-- BEGIN PROVIDED RECORDS --

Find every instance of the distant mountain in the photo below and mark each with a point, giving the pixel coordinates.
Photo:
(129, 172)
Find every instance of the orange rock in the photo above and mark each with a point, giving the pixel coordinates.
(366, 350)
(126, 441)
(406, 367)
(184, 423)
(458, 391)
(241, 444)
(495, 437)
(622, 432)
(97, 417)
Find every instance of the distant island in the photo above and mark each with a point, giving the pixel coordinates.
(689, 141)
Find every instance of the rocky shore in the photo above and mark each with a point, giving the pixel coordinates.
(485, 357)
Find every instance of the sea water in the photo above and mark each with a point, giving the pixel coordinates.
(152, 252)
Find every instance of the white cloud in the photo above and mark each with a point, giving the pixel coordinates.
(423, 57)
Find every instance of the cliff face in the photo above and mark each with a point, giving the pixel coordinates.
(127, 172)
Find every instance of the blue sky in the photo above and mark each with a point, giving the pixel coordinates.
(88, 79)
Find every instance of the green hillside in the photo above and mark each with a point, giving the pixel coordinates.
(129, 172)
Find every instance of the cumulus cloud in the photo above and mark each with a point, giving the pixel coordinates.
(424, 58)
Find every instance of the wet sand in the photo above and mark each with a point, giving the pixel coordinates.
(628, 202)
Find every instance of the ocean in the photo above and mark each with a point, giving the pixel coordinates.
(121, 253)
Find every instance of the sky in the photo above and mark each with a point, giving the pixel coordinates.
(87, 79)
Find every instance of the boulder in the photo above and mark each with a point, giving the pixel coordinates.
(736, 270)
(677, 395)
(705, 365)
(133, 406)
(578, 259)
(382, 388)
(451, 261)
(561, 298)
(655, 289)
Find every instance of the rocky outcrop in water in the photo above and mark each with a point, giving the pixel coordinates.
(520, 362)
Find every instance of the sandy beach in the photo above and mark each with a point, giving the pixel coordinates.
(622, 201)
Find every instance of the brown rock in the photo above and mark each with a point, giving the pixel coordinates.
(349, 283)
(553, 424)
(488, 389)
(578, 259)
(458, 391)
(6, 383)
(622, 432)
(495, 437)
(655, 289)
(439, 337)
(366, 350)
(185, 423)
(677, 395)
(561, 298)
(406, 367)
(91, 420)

-- END PROVIDED RECORDS --

* DIRECTION
Reproduce the records word for word, from the line containing "Find every instance of the sandy" through the end of the records.

* TASK ANSWER
Find every instance of the sandy beach in the photo above and mark each with a point, giving the pixel coordinates.
(622, 201)
Find every instance of the brown rock in the photo above and mark each with a point, giving the pixel coordinates.
(349, 283)
(553, 424)
(488, 389)
(578, 259)
(458, 391)
(6, 383)
(622, 432)
(495, 437)
(655, 289)
(439, 337)
(366, 350)
(185, 423)
(677, 395)
(561, 298)
(406, 367)
(91, 420)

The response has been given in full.